The base case is straightforward: revenue compounds toward and past $11 billion, margins hold near best-in-class levels, free cash flow scales, and the market is eventually forced to value the company on its forward trajectory. When it does, $250 is not a stretch — it is a recalibration to fair value.
The Verdict: BUY, Target $250
Palantir is the rarest thing in markets: a category-defining, deeply profitable, accelerating-growth franchise just handed to investors at a 40% discount to where it traded six months ago — not because anything broke, but because the crowd got scared of a multiple. The business is stronger than it has ever been. The price is lower than it has been all year. That gap is the trade.
I rate Palantir Technologies (NASDAQ: $PLTR) a BUY with a $250 price target. The dislocation between price and fundamentals is the clearest large-cap opportunity I see in the market today. Buy the business. Hold through the volatility. Let the compounding do the work.
You will rarely get a chance to buy the best growth-and-margin profile in software at a 40% discount with the business accelerating into the discount. This is one of those times. — Shayne Heffernan
Frequently Asked Questions
Is Palantir (PLTR) a buy right now?

» Information
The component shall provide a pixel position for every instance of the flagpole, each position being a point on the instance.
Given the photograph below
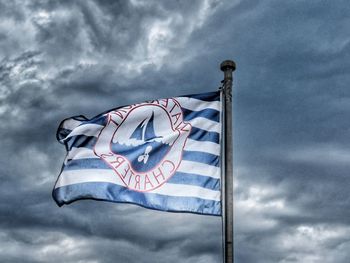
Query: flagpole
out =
(228, 66)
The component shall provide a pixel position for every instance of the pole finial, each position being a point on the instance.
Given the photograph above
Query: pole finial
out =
(228, 65)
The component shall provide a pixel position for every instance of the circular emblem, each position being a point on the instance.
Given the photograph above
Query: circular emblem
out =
(143, 143)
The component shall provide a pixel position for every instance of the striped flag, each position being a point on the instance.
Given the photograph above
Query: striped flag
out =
(162, 154)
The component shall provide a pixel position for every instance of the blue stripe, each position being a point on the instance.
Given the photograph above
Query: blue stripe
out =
(88, 163)
(201, 157)
(100, 120)
(177, 178)
(203, 135)
(209, 96)
(81, 141)
(195, 179)
(209, 114)
(115, 193)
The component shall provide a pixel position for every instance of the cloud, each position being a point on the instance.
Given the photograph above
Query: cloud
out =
(291, 105)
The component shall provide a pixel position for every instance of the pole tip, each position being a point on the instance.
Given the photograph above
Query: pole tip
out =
(228, 64)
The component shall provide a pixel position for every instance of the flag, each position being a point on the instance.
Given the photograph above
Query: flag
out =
(161, 154)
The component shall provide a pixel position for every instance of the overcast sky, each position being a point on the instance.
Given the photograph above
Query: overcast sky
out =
(291, 124)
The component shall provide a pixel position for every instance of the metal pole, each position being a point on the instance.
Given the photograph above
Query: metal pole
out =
(228, 67)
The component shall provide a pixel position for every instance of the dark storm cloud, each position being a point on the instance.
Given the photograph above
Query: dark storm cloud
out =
(291, 102)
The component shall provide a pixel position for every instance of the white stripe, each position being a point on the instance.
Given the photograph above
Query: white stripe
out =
(197, 105)
(70, 124)
(205, 124)
(108, 176)
(191, 145)
(80, 153)
(87, 130)
(207, 147)
(199, 168)
(187, 191)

» Questions
- A) Return, word for word, the passage of the Palantir stock analysis starting at "The base case" and ending at "to fair value.".
- B) Using the Palantir stock analysis, answer each of the following on its own line:
(i) What price target does the analysis give?
(ii) By what percentage is the stock discounted from where it traded six months ago?
(iii) Toward and past what revenue figure does the base case say revenue compounds?
- C) Write what comes next in the Palantir stock analysis, picking up after its final line.

» Solved tasks
- A)
The base case is straightforward: revenue compounds toward and past $11 billion, margins hold near best-in-class levels, free cash flow scales, and the market is eventually forced to value the company on its forward trajectory. When it does, $250 is not a stretch — it is a recalibration to fair value.

- B)
(i) $250
(ii) 40%
(iii) $11 billion

- C)
Yes. Shayne Heffernan and Knightsbridge rate $PLTR a BUY with a $250 price target, implying roughly 133% upside from about $107. The stock is down ~40% in 2026 on valuation concerns while revenue grew 85% year-over-year in Q1 2026 — a dislocation between price and fundamentals.
What is the Palantir price target?
The Knightsbridge target is $250. Wall Street consensus is about $183 (Buy). Bank of America is the Street high at $255; Wedbush, Citi and Rosenblatt sit around $225-$230; Morgan Stanley is $205; Goldman, UBS and Mizuho are roughly $180-$185; bears RBC ($50) and Jefferies ($70) remain skeptical.
Why did Palantir stock fall 40% in 2026?
The decline was driven by valuation, not weak results. $PLTR had traded above $200 at one of the richest sales multiples in technology, and a rotation out of high-multiple AI names compressed the valuation — even as revenue accelerated to 85% growth and guidance was raised.
How much revenue does Palantir make?
Palantir generated $4.48 billion in FY2025 revenue (up 56%), and management guided FY2026 to about $7.66 billion (~71% growth). Five-year history: $1.54B (2021), $1.91B (2022), $2.23B (2023), $2.87B (2024), $4.48B (2025).
Who are Palantir's customers?
Palantir ended 2025 with 769 customers, including the US Army and broader defense and intelligence community, NATO allies, and large commercial enterprises in finance, healthcare, energy, manufacturing and airlines. US commercial revenue grew 133% in Q1 2026; US government grew 84%.
Is Palantir profitable?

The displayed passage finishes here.